§ TASK STATEMENT:
In the thread on how students learn, reproduce everything from "Students are not" down to "cheating more difficult.".

§ TEXT TO READ:
——

Students are not hard-wired to learn in different ways - rbanffy
http://theconversation.com/students-are-not-hard-wired-to-learn-in-different-ways-we-need-to-stop-using-unproven-harmful-methods-63715
======
mattferderer
I find, through personal experience, that the most important way to teach
differently to students is to build upon what each student already knows &
their interests outside of the subject.

For example, a student who loves football might learn math better by creating
games that incorporate popular players' & teams' stats. It is more likely to
keep them interested which seems to be at least half the battle. It also shows
them how learning this is useful in an area they're already interested in. A
minor benefit, if you can truly create unique content for each student, you
make cheating more difficult.

Through individualized content, students can also progress at their own rate.
I find these methods of learning to be much more important than classifying
things as "visual" or some other method.

——

§ INFORMATION PROVIDED:
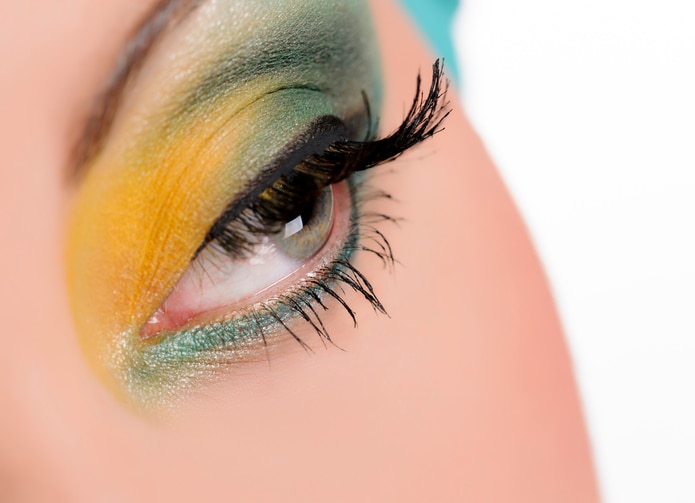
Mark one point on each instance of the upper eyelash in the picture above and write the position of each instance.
(161, 369)
(291, 193)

——

§ TASK RESULT:
Students are not hard-wired to learn in different ways - rbanffy
http://theconversation.com/students-are-not-hard-wired-to-learn-in-different-ways-we-need-to-stop-using-unproven-harmful-methods-63715
======
mattferderer
I find, through personal experience, that the most important way to teach
differently to students is to build upon what each student already knows &
their interests outside of the subject.

For example, a student who loves football might learn math better by creating
games that incorporate popular players' & teams' stats. It is more likely to
keep them interested which seems to be at least half the battle. It also shows
them how learning this is useful in an area they're already interested in. A
minor benefit, if you can truly create unique content for each student, you
make cheating more difficult.